▶ _Instruções do exercício_
Por favor, reescreva por inteiro as linhas, começando na que contém "[segment] man's ear" e parando depois da que contém "36], [92, 39]]", e multiplique por 0,7 cada coordenada dos contornos, arredondando para números inteiros com as metades para cima. Apresente somente essas linhas.

▶ _Dados fornecidos_
_ _ _

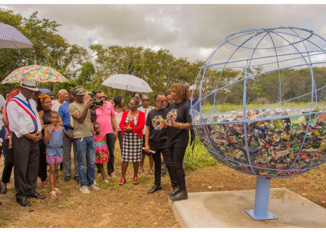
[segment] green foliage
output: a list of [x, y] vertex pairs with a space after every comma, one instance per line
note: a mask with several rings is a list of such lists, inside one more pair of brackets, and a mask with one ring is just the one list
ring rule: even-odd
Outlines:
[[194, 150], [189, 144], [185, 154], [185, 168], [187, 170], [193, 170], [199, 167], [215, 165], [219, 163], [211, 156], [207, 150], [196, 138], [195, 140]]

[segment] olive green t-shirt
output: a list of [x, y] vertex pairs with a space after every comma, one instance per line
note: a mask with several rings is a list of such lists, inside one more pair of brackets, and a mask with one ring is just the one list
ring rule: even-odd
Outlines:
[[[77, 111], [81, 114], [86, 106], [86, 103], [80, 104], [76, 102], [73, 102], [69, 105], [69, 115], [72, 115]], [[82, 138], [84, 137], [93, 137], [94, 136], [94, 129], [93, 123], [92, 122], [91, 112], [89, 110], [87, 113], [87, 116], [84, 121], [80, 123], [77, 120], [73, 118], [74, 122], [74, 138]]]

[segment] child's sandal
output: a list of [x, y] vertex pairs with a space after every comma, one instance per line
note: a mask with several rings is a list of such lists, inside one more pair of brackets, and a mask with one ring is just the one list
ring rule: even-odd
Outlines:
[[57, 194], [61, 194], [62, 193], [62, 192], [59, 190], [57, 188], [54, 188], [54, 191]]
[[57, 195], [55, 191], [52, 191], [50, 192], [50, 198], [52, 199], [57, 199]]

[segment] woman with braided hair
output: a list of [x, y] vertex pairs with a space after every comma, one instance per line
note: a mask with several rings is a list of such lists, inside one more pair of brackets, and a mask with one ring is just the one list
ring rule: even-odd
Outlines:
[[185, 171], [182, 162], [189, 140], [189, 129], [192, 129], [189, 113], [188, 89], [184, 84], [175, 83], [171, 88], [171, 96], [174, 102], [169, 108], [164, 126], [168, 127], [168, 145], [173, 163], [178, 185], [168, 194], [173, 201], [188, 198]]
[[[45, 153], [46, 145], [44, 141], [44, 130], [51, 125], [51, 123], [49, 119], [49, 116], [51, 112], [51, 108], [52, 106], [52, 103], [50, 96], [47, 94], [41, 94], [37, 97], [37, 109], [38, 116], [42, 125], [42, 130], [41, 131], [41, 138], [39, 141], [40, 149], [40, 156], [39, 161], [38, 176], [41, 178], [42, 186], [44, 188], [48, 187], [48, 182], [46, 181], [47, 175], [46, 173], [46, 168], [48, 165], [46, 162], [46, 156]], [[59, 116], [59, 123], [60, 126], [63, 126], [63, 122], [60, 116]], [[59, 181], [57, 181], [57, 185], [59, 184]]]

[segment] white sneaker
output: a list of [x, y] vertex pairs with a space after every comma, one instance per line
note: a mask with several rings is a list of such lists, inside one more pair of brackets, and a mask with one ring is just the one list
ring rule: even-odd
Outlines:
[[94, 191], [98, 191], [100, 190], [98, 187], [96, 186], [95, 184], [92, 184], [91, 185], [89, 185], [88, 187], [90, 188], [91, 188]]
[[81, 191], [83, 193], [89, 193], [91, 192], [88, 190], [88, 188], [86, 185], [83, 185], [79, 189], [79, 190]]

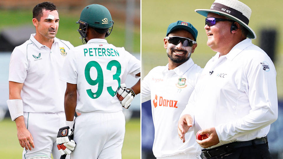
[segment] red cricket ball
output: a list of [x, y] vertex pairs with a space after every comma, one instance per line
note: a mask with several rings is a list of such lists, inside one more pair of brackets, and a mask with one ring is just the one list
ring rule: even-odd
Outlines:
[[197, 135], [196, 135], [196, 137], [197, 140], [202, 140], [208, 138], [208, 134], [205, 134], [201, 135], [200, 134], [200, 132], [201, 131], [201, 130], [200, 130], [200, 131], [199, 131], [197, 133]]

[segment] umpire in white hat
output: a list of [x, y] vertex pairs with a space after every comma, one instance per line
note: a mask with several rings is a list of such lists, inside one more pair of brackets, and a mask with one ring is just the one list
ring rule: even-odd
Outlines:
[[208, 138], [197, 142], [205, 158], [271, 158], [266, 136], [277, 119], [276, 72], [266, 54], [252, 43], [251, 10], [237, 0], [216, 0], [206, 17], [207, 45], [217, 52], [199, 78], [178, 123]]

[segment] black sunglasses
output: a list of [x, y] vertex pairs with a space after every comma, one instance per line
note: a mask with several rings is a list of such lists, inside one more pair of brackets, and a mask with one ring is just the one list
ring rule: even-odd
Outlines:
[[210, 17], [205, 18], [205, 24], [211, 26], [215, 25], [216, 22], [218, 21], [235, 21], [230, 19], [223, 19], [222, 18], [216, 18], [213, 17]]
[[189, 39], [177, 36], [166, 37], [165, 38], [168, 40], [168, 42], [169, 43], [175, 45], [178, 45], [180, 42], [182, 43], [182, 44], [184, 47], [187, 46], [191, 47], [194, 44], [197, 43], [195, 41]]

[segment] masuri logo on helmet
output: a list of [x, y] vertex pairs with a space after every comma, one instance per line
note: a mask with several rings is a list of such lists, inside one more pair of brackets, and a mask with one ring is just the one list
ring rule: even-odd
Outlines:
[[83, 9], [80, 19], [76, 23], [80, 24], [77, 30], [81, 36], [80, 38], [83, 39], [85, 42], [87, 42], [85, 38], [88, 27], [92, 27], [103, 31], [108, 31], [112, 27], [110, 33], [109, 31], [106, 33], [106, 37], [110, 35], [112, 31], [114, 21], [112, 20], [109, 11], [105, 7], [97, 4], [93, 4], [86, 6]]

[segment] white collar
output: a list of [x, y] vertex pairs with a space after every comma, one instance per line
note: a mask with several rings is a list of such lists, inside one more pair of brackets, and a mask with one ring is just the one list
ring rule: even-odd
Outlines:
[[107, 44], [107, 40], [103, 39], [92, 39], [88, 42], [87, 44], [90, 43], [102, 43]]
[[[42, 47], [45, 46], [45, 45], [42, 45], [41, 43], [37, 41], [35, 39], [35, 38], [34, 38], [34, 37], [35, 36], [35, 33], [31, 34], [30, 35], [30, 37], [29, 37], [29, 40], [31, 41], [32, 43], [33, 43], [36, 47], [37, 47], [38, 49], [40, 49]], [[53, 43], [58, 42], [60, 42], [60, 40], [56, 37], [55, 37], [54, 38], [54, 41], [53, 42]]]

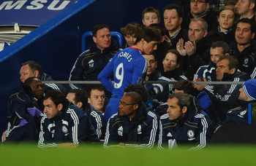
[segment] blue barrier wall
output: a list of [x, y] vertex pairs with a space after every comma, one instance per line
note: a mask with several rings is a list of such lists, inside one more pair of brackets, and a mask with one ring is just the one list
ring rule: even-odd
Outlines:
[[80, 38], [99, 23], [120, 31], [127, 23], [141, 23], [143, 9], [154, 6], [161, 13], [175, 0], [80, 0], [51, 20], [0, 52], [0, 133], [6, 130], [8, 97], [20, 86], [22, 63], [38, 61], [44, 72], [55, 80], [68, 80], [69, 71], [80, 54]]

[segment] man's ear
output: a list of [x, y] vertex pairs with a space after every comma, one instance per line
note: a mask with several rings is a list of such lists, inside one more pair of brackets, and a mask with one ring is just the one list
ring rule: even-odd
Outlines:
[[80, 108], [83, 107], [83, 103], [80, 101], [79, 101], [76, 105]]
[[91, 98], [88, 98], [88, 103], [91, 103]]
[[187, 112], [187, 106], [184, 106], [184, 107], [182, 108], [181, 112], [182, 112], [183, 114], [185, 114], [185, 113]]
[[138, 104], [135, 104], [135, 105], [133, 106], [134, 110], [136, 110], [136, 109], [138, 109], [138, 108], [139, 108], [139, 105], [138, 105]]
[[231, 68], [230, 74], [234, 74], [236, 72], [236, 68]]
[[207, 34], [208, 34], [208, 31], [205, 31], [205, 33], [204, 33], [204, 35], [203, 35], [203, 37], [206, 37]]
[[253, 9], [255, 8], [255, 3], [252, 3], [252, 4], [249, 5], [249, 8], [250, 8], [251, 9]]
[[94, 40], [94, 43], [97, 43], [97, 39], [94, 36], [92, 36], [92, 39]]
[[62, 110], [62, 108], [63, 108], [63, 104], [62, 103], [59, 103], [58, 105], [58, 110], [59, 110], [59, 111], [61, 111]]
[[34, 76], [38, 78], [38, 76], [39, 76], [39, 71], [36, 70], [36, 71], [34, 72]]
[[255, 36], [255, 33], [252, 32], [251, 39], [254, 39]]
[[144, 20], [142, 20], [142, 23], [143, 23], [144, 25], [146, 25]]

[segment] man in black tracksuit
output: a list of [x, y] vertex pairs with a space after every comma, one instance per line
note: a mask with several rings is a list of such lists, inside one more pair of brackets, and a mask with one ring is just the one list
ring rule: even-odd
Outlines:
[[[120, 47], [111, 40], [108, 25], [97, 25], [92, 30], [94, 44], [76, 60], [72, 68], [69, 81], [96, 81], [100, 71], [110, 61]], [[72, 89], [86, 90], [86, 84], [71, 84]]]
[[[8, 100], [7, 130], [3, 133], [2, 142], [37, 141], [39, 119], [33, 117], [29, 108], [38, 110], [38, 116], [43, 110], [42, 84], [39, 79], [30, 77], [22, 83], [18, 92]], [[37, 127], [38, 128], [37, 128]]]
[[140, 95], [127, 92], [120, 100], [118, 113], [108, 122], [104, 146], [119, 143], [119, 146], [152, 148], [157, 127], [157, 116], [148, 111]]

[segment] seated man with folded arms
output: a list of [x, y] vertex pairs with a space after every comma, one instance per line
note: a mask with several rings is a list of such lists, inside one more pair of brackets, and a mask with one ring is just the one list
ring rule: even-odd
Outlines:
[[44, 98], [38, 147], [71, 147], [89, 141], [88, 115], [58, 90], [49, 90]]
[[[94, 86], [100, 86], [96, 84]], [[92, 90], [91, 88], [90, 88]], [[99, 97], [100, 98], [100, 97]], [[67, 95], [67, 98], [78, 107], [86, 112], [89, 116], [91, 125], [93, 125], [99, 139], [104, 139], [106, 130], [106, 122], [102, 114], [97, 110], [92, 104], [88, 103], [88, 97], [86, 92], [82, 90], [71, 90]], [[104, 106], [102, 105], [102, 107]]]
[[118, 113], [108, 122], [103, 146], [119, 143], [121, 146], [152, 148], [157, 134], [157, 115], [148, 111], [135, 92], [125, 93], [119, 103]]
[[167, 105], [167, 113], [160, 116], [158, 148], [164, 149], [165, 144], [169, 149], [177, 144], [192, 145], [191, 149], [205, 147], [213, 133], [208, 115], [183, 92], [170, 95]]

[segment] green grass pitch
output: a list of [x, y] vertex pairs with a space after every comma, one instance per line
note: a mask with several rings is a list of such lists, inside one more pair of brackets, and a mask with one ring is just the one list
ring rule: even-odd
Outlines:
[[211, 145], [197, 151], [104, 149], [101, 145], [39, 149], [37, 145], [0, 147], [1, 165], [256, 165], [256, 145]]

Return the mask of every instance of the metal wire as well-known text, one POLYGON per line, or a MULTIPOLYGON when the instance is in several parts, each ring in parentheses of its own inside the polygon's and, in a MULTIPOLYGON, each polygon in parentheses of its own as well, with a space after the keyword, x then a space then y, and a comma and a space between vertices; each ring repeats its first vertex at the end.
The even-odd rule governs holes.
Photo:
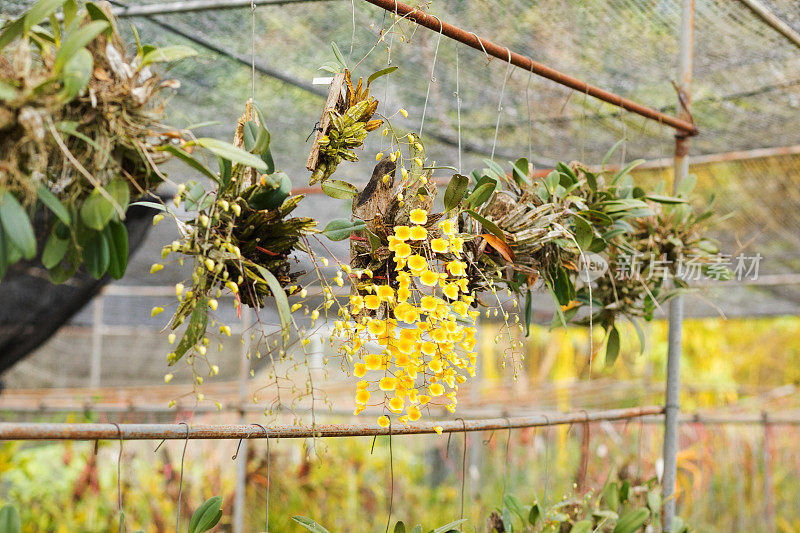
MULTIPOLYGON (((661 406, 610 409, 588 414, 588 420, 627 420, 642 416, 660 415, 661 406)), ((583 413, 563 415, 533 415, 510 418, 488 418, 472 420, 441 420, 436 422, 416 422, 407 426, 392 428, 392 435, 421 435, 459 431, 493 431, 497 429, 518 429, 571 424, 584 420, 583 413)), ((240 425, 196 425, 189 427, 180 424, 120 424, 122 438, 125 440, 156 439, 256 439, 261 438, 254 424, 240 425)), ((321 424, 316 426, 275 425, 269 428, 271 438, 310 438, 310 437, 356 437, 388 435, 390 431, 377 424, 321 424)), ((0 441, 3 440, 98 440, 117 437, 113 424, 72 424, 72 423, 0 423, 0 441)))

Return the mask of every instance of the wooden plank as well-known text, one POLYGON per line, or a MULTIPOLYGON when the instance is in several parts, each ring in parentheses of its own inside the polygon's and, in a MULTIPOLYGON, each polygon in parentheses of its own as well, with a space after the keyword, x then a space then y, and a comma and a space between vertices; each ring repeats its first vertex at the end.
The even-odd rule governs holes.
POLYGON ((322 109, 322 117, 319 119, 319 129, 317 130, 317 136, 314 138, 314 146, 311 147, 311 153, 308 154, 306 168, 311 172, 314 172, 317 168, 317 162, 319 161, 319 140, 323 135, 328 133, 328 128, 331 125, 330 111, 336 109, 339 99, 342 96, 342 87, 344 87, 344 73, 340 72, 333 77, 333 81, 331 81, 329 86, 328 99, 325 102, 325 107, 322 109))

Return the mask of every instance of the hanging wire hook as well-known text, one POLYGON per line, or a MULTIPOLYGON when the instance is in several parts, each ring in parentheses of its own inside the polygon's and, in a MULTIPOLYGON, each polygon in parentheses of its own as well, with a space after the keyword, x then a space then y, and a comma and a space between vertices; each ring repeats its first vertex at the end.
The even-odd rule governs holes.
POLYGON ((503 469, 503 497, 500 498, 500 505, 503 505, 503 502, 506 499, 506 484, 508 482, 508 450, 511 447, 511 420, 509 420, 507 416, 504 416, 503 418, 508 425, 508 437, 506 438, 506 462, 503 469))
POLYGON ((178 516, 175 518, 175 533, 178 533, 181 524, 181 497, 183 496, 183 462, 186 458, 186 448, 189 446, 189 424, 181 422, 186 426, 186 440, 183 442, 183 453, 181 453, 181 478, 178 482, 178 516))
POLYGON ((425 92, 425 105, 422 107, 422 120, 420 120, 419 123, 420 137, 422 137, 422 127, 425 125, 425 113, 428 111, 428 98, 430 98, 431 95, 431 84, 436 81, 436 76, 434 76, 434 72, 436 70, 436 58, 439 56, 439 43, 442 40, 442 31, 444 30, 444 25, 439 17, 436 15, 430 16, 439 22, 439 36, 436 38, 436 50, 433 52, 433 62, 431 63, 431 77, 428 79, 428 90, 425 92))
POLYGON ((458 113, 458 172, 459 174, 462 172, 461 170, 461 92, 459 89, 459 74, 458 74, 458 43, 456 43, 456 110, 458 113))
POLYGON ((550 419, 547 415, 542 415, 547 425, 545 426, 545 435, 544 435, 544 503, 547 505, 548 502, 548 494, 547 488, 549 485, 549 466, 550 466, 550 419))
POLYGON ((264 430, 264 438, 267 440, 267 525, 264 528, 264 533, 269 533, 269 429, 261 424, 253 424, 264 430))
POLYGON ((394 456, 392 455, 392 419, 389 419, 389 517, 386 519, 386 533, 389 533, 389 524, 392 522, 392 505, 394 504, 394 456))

_ _ _

▶ _Resposta_
[segment] man's ear
output: a list of [x, y] vertex pairs with a space after every comma, one instance per line
note: a mask with several rings is a list of such lists, inside one more pair of brackets, and a mask with one ring is just the one list
ring rule: even-odd
Outlines:
[[56, 76], [58, 75], [58, 72], [56, 71], [55, 71], [53, 74]]
[[64, 69], [62, 69], [62, 72], [64, 72]]
[[131, 78], [131, 74], [129, 74], [129, 75], [127, 76], [127, 78], [127, 78], [128, 80], [130, 80], [130, 79]]
[[97, 73], [95, 73], [95, 74], [93, 74], [94, 77], [95, 77], [95, 76], [97, 76], [97, 76], [97, 76], [97, 74], [97, 74]]
[[162, 48], [161, 52], [164, 52], [165, 50], [165, 48]]
[[145, 24], [146, 24], [146, 22], [144, 22], [144, 23], [143, 23], [143, 25], [142, 25], [142, 26], [144, 26]]
[[177, 6], [179, 6], [179, 2], [176, 2], [176, 3], [174, 4], [174, 6], [175, 6], [176, 6]]
[[66, 28], [66, 30], [68, 30], [68, 27], [66, 25], [64, 25], [64, 27]]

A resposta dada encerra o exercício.